**TASKS FOR THIS EXERCISE**
A - In the ANOVA practical, which organization supported the development of the E-Book?
B - Quote the ANOVA practical word for word, starting at "parents' educational attainment, an" and ending at "inter-generational social mobility.".
C - List every category of PAREDU that the ANOVA practical gives, with the qualification attached to each.

**DOCUMENT**
════════════════

ANOVA in SPSS (Practical)

Centre for

Multilevel

Modelling

The development of this E-Book has been

supported by the British Academy.

Analysis of Variance practical

In this practical we will investigate how we model the influence of a categorical predictor on a continuous response.

In this example, we will test formally for an association between a student's test score on the PISA science test, SCISCORE, and their

parents' educational attainment, an indicator often used to capture a family's socio-economic resources. The variable PAREDU classifies

highest parental educational qualification into three categories and, as such, this an appropriate predictor or independent variable to use in

ANOVA (known as a factor with three levels in ANOVA terminology). The statistical test explores whether the mean science test score is

different across the three educational groups. Evidence of achievement gaps of this kind is often used in the discussion and quantification

of inter-generational social mobility.

ANOVA in SPSS (Practical)

In this case we are interested in the effect of PAREDU on our response variable SCISCORE. PAREDU has 3 categories: Low: GCSE or equiv,

Medium: A-level or equiv, High: University degree. We will begin to look at this relationship graphically and look at the distribution of

SCISCORE separately for each category and a good way to do this is via a box plot. To do this in SPSS:

Select Boxplot from the Legacy Dialogs submenu of the Graphs menu.

════════════════

**DATASET EXCERPTS**

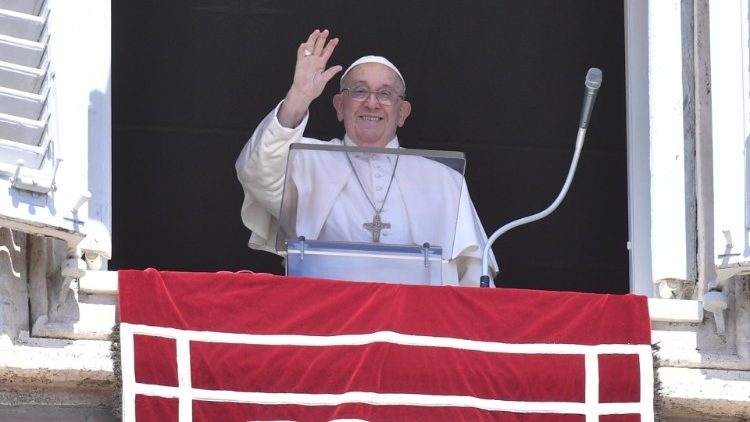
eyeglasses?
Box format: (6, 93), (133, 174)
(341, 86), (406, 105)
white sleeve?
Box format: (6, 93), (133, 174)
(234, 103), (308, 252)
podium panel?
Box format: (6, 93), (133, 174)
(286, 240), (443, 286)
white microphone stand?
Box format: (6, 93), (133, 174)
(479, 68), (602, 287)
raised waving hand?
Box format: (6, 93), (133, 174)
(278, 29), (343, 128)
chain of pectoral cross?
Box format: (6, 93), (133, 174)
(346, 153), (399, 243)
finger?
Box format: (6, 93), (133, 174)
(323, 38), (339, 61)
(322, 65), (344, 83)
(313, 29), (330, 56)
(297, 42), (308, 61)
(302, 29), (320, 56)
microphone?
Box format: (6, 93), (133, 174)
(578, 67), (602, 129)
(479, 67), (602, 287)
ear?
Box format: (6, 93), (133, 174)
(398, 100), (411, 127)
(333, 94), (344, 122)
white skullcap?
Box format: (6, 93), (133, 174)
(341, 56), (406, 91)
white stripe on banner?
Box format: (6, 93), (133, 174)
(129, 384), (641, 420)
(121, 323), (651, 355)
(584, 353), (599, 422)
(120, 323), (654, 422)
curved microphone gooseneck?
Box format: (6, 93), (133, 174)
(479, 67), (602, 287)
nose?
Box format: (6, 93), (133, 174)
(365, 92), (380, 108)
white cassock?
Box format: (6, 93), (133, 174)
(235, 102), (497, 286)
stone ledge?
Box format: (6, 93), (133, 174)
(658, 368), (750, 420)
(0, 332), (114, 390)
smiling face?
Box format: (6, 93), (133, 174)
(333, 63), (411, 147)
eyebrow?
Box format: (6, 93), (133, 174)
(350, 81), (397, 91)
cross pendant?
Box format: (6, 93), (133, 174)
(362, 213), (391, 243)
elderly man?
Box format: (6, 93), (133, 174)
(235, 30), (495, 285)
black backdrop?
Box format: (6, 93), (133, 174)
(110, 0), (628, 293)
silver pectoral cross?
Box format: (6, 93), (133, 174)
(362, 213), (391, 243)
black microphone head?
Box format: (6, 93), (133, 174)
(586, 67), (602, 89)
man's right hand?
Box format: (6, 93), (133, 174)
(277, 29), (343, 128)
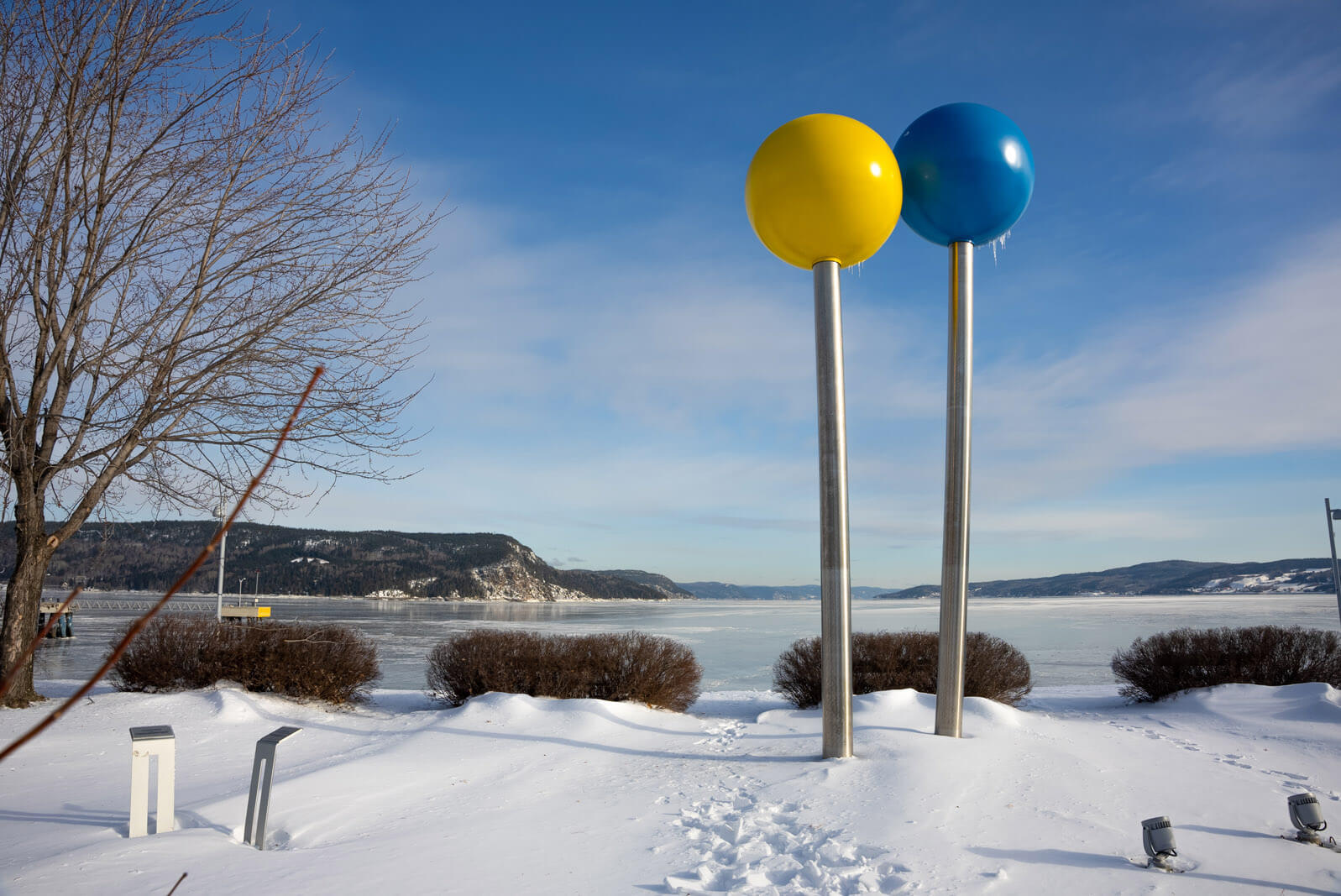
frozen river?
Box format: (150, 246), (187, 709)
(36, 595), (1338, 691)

════════════════

**OUTPUTS BY TASK**
A - The British Academy.

B -
parents' educational attainment, an indicator often used to capture a family's socio-economic resources. The variable PAREDU classifies

highest parental educational qualification into three categories and, as such, this an appropriate predictor or independent variable to use in

ANOVA (known as a factor with three levels in ANOVA terminology). The statistical test explores whether the mean science test score is

different across the three educational groups. Evidence of achievement gaps of this kind is often used in the discussion and quantification

of inter-generational social mobility.

C -
- Low: GCSE or equiv
- Medium: A-level or equiv
- High: University degree